PROBLEM TO WORK ON:
Reproduce verbatim the entries between the line containing "In this exercise you will spot the black baseball" and the line containing "<point>370,488</point>", inclusive.

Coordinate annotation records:
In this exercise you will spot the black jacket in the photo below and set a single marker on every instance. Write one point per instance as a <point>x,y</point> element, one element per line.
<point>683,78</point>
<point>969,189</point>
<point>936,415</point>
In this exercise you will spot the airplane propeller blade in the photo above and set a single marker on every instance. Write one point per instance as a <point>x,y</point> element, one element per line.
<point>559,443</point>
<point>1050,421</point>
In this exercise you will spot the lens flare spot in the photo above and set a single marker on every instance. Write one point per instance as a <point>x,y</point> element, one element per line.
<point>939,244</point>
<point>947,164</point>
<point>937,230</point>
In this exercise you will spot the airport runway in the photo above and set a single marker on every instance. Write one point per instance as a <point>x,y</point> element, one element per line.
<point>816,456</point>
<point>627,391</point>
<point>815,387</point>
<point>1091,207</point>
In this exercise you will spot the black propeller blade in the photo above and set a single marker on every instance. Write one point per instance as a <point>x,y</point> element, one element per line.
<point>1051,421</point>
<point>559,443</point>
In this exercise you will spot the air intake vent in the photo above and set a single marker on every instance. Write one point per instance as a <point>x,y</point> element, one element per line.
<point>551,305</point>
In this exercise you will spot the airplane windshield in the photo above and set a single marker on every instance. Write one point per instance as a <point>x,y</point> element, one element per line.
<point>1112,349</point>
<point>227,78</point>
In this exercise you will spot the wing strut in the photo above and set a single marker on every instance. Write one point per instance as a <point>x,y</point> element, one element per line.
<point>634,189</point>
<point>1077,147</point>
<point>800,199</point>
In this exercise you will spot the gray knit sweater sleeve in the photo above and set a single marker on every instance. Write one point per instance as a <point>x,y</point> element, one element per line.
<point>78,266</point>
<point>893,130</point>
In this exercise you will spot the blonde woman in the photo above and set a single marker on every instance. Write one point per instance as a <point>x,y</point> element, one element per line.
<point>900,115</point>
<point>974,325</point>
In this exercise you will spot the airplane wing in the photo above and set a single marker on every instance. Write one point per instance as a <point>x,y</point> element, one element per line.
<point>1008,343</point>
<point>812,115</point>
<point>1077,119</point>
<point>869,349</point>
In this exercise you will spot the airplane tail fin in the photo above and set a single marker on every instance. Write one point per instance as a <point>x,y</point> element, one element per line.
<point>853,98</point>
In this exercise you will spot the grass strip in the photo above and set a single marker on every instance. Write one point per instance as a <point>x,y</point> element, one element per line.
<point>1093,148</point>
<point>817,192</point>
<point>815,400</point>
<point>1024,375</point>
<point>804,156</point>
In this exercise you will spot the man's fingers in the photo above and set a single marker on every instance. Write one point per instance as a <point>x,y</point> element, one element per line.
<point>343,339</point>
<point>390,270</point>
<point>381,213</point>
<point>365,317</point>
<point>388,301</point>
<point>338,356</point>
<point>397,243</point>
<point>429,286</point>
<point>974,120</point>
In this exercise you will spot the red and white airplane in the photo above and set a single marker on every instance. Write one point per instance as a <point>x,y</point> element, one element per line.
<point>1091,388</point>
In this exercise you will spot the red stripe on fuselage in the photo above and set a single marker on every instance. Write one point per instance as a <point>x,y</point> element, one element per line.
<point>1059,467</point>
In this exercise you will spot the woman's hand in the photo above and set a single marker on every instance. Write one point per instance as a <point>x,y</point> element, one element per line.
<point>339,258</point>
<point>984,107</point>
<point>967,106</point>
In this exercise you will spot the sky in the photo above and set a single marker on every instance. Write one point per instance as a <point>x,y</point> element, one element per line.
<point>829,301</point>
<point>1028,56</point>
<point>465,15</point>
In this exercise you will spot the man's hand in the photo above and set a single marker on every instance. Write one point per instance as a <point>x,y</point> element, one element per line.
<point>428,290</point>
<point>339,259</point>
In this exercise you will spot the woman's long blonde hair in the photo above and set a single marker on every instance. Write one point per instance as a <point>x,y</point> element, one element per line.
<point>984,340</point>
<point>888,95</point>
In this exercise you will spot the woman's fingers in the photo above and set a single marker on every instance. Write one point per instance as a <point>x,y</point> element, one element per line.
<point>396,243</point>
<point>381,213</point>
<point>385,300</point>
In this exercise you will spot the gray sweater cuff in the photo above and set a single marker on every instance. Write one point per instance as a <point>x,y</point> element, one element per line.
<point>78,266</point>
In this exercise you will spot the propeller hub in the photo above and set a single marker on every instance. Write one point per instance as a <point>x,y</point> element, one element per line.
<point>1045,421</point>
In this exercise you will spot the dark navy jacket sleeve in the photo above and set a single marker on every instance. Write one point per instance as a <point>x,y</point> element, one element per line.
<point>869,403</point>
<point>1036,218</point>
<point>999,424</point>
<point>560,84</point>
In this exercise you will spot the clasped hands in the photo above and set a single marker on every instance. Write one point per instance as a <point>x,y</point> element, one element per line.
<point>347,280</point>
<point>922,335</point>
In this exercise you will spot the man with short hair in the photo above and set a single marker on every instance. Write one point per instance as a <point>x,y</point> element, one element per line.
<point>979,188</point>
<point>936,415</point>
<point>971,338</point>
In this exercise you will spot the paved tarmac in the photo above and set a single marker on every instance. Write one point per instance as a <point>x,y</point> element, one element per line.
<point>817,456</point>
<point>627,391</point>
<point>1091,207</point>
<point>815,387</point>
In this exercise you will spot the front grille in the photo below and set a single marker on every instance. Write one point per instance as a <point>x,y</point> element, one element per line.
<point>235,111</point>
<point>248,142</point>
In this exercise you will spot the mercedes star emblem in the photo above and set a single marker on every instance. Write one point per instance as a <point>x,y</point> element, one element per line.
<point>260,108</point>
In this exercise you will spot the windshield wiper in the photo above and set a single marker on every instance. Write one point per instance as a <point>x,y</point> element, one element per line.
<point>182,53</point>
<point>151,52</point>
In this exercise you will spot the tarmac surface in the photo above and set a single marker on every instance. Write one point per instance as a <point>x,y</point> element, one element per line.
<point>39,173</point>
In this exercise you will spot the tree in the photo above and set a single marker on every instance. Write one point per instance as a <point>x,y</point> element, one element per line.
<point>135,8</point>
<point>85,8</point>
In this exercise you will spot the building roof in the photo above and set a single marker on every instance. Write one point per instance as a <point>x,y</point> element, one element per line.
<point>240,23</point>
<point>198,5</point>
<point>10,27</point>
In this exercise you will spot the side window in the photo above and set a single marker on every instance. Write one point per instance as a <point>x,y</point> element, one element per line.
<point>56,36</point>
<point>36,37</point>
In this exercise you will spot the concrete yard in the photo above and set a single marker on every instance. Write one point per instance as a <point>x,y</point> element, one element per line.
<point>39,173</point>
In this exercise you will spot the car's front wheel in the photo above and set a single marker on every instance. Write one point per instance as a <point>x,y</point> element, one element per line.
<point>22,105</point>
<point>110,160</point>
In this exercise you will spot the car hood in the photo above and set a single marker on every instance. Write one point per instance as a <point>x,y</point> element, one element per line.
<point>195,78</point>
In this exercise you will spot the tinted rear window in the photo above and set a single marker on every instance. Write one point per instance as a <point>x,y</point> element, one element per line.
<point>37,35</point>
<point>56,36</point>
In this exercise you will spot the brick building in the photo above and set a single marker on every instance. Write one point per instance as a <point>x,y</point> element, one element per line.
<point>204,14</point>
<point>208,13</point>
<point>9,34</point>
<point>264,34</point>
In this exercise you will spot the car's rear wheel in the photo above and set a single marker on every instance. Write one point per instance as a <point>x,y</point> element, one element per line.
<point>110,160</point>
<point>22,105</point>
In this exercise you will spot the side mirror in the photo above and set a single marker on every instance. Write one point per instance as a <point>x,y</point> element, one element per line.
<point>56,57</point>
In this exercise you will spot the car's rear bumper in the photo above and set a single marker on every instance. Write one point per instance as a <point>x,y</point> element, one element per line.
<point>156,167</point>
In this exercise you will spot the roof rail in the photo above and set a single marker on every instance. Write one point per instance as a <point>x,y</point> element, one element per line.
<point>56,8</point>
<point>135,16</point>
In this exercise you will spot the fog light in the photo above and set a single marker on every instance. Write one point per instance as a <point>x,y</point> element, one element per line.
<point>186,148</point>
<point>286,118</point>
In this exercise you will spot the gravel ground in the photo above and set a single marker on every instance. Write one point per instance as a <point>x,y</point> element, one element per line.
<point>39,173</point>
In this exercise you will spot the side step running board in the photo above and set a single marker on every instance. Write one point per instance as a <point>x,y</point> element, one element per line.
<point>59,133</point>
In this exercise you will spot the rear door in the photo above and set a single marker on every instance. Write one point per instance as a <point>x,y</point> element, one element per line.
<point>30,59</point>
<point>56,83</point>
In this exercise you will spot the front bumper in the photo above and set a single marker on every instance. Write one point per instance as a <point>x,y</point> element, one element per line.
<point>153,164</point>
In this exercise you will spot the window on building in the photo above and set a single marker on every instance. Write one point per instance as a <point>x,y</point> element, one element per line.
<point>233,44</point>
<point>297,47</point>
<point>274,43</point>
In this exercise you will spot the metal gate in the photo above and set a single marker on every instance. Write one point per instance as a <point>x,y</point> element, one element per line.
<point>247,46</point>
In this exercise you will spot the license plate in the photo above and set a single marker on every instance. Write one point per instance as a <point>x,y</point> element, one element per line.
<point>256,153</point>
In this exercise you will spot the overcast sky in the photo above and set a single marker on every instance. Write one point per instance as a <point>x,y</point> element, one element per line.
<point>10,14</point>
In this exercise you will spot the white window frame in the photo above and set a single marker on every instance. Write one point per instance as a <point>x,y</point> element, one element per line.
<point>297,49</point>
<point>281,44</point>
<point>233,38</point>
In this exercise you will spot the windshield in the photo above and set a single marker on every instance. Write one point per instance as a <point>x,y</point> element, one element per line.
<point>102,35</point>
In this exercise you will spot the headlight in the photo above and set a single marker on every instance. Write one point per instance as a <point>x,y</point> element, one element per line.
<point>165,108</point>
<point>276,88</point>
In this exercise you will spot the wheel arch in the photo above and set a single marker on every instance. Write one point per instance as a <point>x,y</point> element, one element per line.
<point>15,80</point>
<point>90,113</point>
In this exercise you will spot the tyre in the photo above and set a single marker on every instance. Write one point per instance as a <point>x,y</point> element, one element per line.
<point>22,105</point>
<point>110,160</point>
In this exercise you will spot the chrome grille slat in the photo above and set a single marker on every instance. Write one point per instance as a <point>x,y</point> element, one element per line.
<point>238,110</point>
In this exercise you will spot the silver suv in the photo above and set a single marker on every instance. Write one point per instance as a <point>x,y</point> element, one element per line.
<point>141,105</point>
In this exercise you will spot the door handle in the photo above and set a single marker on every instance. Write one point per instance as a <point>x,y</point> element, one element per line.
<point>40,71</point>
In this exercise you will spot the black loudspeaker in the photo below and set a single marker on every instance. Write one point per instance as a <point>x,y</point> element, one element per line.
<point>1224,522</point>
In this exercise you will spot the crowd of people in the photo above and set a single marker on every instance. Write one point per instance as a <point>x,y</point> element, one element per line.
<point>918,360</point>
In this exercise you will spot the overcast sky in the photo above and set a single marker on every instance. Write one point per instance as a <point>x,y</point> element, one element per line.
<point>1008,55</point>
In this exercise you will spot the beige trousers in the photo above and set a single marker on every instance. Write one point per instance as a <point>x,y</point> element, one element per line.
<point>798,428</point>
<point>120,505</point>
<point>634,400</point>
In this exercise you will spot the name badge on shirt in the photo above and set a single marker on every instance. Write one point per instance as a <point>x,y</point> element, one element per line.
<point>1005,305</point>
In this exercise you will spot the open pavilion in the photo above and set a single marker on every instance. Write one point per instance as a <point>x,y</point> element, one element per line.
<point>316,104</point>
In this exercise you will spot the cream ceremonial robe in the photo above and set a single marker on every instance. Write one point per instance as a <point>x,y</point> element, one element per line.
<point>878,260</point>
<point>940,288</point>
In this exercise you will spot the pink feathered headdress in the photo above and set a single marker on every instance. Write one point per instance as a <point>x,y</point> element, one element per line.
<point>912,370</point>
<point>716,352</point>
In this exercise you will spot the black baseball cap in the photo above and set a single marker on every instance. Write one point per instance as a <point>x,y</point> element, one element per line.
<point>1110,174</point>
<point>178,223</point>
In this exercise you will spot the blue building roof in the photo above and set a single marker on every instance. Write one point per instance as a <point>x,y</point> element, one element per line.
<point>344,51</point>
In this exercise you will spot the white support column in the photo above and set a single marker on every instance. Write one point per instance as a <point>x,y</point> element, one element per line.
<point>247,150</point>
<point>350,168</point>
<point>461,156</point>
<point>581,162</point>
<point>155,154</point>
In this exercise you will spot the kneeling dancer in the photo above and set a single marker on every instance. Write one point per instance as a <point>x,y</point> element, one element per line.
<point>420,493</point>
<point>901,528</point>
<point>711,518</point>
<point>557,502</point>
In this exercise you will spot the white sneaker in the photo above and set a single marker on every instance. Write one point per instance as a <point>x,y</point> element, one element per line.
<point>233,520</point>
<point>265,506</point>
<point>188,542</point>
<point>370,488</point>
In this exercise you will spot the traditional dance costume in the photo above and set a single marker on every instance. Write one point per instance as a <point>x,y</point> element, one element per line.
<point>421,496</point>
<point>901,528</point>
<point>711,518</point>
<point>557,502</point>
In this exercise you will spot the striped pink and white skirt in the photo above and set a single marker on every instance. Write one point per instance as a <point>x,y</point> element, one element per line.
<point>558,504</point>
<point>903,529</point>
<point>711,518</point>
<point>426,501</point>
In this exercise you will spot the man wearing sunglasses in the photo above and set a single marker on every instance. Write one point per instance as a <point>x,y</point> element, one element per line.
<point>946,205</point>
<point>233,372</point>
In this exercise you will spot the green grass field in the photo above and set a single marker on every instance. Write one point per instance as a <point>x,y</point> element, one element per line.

THE OUTPUT:
In this exercise you will spot the black baseball cap in the photo above and set a single marker on every instance. Write one point per instance as a <point>x,y</point> element, one element per line.
<point>1110,174</point>
<point>178,223</point>
In this exercise you will spot the blue building roof in the photo above and set a single marker on every instance. Write one point per instance as a <point>x,y</point> element, one element per line.
<point>344,51</point>
In this exercise you will spot the white support column in the photo above and set a single marker on every instance. Write one point per instance as a <point>x,y</point> element, one element per line.
<point>247,150</point>
<point>350,168</point>
<point>461,156</point>
<point>581,162</point>
<point>155,154</point>
In this exercise you will spot the kneeling dancer in the photo above and set a single marker on every instance. Write one point per instance as a <point>x,y</point> element, one element per line.
<point>420,493</point>
<point>901,528</point>
<point>711,518</point>
<point>557,502</point>
In this exercise you will spot the white sneaker in the photo above and set a single marker on every instance. Write one point per instance as a <point>x,y</point> element, one element per line.
<point>233,520</point>
<point>265,506</point>
<point>188,542</point>
<point>370,488</point>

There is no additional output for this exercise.